== Selected text ==
↓↓↓

5.2 Evaluate the Temporal Consistent Segmentation

We compare our consistent segmentation algorithm with the state-of-art approach StreamGBH using the video segmentation performance metrics from [15]. The StreamGBH is a hierarchical video segmentation framework which is available as part of LIBSVX software library, which can be download at http://www.cse.buffalo.edu/~jcorso/r/supervoxels/. The 4 RGB-D scenes are densely labeled with semantic category by ourselves. We evaluate consistent segmentation using the undersegmentation error, boundary recall, segmentation accuracy and the explained variation. Instead of evaluating singe image metrics, these evaluation metrics are used for 3D supervoxel in the 3D space-time which is mentioned in [15].

2D and 3D Undersegmentation Error:It measures what fraction of voxels goes beyond the volume boundary of the ground-truth segment when mapping the segmentation onto it.

$$\begin{aligned} UE(g_i) = \frac{\{\sum _{\{s_j|s_j\cap g_i\ne \emptyset \}}Vol(s_j)\}-Vol(g_i)}{Vol(g_i)} \end{aligned}$$
(8)

where \(g_i\) is the ground-truth segment, \(Vol\) is the segment volume. 2D undersegmentation error is defined in the same way.

2D and 3D Segmentation Accuracy:It measures what fraction of a ground-truth segmentation is correctly classified by the supervoxel in 3D space-time. For the ground-truth segment \(g_i\), a binary label is assigned to each supervoxel \(s_j\) according to the majority part of \(s_j\) that resides inside or outside of \(g_i\).

$$\begin{aligned} ACCU(g_i) = \frac{\sum _{j=1}^k Vol(\bar{s_j} \cap g_i)}{Vol(g_i)} \end{aligned}$$
(9)

where \(\bar{s_j}\) is the set of correctly labeled supervoxels.

2D and 3D Boundary Recall:It measures the spatio-temporal boundary detection. For each segment in the ground-truth and supervoxel segmentations, we extract the within-frame and between-frame boundaries and measure recall using the standard formula as in [15].

Explained Variation:It considers the segmentation as a compression method of a video which is proposed in [10]:

$$\begin{aligned} R^2= \frac{\sum _i (\mu _i-\mu )^2}{\sum _i (x_i-\mu )^2} \end{aligned}$$
(10)

where \(x_i\) is the actual voxel value, \(\mu \) is the global voxel mean and \(\mu _i\) is the mean value of the voxels assigned to the segment that contains \(x_i\).

The detailed comparison is shown in Table 1. Our approach is obviously better than the StreamGBH method. Sometimes StreamGBH’s performance is not ideal, for example the 3D segmentation accuracy is only 0.3942 for scene 1. However the 3D accuracy in the well-known xiph.org videos for the StreamGBH is about 0.77. The main reasons of the bad performance for StreamGBH are twofold: (1) In the 2D videos, the difference or motion between neighboring frames is small. However, in the semantic mapping procedure, the neighboring frames are keyframes [7] which have a larger difference and motion. StreamGBH can not handle the large motion for neighboring frames. (2) StreamGBH only uses the color cue which is difficult to find the exact correspondence. 3D motion is more helpful and accurate for semantic mapping procedure which only camera moves and objects remain static. The visualizations for the StreamGBH and our algorithm are shown in Fig. 3.

↑↑↑

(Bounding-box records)
↓↓↓

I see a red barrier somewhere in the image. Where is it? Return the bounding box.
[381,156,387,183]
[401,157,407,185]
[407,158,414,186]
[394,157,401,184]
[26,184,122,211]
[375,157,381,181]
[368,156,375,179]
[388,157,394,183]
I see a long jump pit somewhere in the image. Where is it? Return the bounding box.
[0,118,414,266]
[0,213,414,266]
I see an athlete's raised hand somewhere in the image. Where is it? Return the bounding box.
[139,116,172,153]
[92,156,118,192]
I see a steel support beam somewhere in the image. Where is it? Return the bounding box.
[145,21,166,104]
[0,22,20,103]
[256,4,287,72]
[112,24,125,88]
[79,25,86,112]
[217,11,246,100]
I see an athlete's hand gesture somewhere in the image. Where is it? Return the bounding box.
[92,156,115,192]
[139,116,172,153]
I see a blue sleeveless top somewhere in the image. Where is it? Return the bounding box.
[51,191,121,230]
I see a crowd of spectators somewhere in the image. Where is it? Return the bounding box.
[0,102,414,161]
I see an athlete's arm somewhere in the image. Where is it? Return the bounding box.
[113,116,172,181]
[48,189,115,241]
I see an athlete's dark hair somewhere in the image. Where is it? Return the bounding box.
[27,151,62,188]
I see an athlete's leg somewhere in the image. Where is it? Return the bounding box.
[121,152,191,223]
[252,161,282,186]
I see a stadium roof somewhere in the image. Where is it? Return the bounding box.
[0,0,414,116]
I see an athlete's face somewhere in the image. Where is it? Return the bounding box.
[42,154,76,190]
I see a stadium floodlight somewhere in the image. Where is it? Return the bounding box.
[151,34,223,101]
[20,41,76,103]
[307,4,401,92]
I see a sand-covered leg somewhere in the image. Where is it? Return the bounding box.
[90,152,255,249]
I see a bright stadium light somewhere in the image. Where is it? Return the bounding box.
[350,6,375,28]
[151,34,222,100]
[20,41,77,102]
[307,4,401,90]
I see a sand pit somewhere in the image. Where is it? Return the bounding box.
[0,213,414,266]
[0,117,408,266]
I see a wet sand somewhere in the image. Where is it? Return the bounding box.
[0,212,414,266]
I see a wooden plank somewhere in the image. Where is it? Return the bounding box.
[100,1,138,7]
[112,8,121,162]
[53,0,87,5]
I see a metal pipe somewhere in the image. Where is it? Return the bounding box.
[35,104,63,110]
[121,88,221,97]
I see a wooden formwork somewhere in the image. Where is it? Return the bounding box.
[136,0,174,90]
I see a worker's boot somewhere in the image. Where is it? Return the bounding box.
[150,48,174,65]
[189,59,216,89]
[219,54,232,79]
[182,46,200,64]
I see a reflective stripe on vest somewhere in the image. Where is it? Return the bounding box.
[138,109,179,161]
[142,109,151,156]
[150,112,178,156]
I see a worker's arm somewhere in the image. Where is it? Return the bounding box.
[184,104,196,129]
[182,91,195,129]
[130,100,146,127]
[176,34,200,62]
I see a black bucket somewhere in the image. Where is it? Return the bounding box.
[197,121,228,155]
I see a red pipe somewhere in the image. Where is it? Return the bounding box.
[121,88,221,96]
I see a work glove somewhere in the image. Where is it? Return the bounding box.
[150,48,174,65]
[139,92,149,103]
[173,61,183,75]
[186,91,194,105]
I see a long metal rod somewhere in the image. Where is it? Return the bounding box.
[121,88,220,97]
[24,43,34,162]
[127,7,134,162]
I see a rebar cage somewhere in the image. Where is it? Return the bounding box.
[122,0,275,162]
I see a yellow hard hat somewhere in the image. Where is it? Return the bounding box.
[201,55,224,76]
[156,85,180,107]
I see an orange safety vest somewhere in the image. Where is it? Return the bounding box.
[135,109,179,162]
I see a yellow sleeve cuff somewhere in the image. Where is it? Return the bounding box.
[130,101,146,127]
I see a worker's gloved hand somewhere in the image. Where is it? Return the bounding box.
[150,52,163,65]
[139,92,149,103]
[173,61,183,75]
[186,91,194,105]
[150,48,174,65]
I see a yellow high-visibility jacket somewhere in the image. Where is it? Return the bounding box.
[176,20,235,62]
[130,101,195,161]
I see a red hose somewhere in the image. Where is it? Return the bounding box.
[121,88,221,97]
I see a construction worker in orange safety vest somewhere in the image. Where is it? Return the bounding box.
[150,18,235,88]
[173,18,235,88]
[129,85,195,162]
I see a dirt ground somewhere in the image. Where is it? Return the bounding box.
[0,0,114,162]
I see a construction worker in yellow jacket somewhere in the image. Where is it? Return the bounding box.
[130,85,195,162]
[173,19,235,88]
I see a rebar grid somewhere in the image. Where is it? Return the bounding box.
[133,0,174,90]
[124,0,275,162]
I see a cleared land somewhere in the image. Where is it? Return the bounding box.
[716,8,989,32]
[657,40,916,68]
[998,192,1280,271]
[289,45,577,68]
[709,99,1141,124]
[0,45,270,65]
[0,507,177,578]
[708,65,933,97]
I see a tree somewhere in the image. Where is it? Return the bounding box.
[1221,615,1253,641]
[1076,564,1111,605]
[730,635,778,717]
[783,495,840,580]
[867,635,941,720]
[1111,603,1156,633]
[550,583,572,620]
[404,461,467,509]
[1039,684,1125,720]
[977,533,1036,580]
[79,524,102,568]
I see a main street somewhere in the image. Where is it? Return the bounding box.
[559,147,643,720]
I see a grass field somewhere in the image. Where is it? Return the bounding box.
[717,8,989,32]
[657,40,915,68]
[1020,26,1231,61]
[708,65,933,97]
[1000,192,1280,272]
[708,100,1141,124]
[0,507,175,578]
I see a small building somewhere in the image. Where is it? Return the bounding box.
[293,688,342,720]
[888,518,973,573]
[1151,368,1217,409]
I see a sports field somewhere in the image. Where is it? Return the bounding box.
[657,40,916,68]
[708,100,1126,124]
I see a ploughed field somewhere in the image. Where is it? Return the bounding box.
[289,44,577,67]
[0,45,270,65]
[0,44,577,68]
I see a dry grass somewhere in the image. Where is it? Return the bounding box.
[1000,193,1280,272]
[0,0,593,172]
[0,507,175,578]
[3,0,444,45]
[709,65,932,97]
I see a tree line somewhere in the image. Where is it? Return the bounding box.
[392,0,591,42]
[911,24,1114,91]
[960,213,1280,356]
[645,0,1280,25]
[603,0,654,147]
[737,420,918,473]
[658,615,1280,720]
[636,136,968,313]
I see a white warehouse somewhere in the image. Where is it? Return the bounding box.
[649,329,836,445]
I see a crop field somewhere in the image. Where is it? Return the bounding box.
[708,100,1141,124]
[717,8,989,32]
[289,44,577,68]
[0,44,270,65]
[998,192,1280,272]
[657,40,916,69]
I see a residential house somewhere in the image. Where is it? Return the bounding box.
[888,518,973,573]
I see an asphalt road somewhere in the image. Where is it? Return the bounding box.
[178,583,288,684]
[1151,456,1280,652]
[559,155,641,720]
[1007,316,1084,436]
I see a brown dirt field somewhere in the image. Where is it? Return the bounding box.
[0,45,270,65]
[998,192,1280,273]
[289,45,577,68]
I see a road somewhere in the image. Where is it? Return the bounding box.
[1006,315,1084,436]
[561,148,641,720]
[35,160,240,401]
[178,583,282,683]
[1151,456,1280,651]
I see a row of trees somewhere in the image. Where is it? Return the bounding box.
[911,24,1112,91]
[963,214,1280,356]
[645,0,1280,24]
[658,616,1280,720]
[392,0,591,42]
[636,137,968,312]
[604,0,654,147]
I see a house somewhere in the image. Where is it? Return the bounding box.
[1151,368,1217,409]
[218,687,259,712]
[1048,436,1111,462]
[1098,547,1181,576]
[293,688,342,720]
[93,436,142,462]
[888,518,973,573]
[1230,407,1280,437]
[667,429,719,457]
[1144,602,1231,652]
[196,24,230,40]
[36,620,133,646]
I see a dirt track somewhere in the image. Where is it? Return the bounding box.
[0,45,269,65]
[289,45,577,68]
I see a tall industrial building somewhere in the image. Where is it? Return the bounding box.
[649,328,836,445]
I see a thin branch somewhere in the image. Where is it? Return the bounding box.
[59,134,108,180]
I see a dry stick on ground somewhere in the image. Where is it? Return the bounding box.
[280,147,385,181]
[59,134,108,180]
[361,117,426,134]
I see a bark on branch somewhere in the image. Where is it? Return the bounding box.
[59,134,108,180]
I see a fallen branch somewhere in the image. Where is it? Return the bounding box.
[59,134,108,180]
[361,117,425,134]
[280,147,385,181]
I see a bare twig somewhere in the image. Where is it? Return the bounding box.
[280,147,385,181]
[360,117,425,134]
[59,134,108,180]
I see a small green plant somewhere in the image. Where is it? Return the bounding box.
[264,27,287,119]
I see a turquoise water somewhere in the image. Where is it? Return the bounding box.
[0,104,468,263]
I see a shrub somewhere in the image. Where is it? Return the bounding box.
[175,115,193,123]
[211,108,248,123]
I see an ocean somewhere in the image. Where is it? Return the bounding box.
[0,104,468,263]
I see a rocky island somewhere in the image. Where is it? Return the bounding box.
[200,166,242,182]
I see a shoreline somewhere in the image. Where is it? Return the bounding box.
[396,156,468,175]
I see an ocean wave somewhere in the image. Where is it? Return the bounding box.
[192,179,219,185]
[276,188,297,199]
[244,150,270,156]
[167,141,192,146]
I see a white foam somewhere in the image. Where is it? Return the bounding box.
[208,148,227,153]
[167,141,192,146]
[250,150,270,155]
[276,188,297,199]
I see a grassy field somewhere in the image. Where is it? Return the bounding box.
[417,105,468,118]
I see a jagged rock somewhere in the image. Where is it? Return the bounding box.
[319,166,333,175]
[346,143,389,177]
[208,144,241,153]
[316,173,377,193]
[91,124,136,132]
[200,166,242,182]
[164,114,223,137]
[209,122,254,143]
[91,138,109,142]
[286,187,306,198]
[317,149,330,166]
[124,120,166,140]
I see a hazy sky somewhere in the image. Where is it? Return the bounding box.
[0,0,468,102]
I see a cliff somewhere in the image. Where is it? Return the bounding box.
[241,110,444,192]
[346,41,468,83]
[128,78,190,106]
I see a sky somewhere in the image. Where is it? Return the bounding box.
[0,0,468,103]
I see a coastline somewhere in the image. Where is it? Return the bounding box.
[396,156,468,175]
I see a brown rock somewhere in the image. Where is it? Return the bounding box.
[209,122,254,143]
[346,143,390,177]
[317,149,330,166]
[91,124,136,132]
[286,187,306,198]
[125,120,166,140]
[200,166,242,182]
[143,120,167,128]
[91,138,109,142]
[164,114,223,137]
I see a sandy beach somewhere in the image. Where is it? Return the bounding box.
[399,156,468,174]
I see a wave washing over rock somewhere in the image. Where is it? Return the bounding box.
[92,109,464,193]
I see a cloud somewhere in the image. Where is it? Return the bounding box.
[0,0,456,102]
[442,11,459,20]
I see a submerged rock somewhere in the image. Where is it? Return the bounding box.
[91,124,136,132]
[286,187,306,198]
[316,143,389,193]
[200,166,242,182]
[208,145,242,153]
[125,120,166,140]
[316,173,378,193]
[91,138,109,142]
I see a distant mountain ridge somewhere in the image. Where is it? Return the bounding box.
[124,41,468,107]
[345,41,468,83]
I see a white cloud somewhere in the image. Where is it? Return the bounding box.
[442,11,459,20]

↑↑↑

== Problems to work on ==
A: Using the evaluation excerpt, decide whether each statement agrees with it: (i) StreamGBH relies only on the color cue; (ii) the four RGB-D scenes were labeled by someone other than the authors; (iii) StreamGBH reaches a 3D segmentation accuracy of about 0.77 on scene 1. For each one, answer yes or no and quote the deciding words.
B: Echo the evaluation excerpt word for word, starting with "2D and 3D Undersegmentation" and going on through "the same way.".

== Per-task answers ==
A:
(i) Yes: "StreamGBH only uses the color cue"
(ii) No: "The 4 RGB-D scenes are densely labeled with semantic category by ourselves."
(iii) No: "the 3D segmentation accuracy is only 0.3942 for scene 1"

B:
2D and 3D Undersegmentation Error:It measures what fraction of voxels goes beyond the volume boundary of the ground-truth segment when mapping the segmentation onto it.

$$\begin{aligned} UE(g_i) = \frac{\{\sum _{\{s_j|s_j\cap g_i\ne \emptyset \}}Vol(s_j)\}-Vol(g_i)}{Vol(g_i)} \end{aligned}$$
(8)

where \(g_i\) is the ground-truth segment, \(Vol\) is the segment volume. 2D undersegmentation error is defined in the same way.